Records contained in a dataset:
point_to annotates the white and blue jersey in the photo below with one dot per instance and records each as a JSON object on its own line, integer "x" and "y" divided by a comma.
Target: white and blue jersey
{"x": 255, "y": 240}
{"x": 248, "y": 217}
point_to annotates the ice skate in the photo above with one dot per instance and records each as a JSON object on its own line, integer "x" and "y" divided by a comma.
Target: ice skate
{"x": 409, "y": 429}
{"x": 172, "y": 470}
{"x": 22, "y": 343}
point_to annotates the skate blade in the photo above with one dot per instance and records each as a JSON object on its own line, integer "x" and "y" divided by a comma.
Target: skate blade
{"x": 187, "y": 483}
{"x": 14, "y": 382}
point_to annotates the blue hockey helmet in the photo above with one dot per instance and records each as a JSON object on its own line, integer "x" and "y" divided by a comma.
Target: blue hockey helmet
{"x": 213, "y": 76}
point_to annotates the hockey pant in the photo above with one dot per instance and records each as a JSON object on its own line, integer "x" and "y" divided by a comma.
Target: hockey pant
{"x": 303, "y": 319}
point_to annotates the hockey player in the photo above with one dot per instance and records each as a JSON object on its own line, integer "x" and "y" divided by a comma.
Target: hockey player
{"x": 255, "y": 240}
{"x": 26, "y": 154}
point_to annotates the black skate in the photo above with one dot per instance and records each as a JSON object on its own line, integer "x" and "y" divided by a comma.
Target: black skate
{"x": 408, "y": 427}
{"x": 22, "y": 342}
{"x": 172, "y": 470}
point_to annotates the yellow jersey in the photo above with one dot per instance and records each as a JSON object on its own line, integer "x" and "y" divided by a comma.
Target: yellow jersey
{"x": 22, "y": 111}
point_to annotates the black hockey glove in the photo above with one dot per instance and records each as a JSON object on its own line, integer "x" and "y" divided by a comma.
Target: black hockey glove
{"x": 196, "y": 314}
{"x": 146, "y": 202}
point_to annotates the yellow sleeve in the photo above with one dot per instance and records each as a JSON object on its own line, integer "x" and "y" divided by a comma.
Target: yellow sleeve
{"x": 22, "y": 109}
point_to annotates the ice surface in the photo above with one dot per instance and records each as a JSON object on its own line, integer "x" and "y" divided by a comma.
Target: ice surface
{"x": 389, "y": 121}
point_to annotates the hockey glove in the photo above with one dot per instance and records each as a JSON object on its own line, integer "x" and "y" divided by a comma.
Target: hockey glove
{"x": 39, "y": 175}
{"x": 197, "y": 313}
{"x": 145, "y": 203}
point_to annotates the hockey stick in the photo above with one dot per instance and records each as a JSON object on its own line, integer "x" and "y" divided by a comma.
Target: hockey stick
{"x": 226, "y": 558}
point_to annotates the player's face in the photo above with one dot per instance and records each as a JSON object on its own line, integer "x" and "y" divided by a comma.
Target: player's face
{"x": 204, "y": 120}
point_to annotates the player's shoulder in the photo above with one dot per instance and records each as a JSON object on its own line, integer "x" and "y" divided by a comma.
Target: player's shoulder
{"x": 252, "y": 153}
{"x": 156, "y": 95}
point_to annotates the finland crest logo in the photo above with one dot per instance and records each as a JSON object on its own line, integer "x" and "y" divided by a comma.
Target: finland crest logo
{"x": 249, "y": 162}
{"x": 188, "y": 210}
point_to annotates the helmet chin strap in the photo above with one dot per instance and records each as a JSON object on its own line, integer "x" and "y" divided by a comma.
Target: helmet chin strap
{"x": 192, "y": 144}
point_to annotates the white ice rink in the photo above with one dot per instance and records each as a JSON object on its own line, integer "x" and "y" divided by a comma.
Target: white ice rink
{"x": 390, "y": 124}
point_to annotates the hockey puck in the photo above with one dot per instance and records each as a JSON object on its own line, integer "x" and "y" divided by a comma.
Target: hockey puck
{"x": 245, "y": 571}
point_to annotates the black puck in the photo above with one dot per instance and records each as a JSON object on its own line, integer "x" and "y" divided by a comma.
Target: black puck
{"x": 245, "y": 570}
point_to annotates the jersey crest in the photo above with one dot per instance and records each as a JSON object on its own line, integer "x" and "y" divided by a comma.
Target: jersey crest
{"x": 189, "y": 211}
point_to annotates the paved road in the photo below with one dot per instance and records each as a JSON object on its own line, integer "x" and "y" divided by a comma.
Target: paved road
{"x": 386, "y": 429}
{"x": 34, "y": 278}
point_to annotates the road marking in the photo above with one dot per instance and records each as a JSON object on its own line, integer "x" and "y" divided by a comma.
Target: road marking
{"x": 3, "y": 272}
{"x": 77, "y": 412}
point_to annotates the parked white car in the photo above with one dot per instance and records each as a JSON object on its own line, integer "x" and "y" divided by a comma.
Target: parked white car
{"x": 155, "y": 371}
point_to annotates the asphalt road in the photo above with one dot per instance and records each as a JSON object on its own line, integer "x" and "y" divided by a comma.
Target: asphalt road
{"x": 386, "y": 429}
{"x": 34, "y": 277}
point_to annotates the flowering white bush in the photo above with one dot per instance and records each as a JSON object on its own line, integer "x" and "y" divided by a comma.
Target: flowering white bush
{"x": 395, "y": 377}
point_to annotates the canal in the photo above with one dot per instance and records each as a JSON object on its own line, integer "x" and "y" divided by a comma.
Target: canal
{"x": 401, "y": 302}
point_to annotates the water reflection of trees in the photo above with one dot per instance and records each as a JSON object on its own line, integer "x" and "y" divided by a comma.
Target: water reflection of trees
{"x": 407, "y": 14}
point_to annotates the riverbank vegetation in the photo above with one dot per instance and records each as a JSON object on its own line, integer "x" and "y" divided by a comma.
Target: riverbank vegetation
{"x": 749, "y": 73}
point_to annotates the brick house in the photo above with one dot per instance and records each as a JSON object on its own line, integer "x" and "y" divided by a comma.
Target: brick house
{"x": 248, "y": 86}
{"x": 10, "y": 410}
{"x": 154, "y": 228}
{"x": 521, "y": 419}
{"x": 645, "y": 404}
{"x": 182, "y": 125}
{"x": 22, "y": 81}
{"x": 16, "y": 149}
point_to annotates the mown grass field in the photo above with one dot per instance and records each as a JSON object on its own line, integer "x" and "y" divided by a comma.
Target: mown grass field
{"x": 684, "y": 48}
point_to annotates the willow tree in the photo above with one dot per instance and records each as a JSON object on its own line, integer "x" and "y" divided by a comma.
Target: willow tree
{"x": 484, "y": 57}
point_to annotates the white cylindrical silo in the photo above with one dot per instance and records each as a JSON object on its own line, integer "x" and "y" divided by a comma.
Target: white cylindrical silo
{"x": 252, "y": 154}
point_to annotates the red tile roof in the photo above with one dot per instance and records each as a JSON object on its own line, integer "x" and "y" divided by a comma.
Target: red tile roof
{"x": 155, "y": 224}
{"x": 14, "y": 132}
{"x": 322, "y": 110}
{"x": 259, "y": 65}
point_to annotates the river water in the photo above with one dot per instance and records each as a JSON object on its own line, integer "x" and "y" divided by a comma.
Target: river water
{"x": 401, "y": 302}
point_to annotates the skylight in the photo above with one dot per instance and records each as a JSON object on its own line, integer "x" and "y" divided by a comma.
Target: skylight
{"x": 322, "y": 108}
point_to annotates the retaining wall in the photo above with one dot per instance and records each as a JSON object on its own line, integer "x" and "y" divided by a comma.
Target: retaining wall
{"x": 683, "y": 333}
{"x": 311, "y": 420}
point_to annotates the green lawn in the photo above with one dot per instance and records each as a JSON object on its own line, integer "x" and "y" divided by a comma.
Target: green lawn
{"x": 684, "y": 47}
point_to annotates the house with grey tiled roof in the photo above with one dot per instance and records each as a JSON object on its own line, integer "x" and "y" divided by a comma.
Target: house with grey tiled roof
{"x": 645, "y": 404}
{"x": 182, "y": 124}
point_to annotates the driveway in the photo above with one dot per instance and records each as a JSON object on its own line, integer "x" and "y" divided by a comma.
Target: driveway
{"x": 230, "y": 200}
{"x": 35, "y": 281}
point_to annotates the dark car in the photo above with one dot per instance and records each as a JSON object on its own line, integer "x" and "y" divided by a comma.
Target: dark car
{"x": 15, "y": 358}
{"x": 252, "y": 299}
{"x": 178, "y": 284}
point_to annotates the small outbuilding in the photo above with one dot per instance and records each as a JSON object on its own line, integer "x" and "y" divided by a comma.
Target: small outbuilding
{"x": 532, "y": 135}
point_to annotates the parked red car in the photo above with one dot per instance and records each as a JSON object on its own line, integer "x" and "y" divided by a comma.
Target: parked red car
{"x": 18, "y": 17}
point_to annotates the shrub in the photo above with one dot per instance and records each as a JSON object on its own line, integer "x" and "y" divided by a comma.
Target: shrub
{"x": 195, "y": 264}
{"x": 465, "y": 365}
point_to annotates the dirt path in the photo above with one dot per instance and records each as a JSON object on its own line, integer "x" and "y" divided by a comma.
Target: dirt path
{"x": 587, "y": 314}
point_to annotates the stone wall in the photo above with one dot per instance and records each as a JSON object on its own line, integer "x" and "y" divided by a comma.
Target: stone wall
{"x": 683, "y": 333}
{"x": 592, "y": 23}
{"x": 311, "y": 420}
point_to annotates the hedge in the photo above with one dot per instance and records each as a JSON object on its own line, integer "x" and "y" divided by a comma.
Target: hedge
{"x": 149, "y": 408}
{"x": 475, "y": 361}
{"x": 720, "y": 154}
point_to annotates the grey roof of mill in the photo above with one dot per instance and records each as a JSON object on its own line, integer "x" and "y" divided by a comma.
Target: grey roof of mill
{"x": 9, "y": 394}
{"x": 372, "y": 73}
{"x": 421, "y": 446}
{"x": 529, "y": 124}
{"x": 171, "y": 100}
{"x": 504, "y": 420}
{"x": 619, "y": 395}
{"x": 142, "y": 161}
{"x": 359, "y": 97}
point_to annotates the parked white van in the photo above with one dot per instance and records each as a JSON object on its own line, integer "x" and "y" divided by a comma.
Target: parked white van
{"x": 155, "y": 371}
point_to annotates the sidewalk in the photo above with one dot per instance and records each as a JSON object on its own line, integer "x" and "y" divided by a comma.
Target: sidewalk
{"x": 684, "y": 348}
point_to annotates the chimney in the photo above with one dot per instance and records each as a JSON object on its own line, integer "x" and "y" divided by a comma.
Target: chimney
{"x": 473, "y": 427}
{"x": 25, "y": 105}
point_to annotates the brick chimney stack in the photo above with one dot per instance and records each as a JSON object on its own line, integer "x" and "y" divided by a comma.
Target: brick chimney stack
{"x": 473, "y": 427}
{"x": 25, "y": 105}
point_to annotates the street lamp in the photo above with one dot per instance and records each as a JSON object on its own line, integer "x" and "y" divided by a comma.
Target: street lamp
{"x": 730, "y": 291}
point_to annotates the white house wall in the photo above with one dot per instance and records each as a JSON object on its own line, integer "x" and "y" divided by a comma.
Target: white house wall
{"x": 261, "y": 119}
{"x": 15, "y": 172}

Work instructions: Every line from the one containing "point_to annotates the street" through the last line of the entries must be written out verbatim, and no other line.

Written solution:
point_to annotates the street lamp in the photo above with one dot per instance and records each as a JSON object on its own line, integer "x" and "y" divided by a comma.
Target: street lamp
{"x": 730, "y": 291}
point_to annotates the white house wall in the photo above with one dot per instance and records each as a JSON object on its own line, integer "x" and "y" divided by a comma.
Target: white house wall
{"x": 261, "y": 119}
{"x": 15, "y": 172}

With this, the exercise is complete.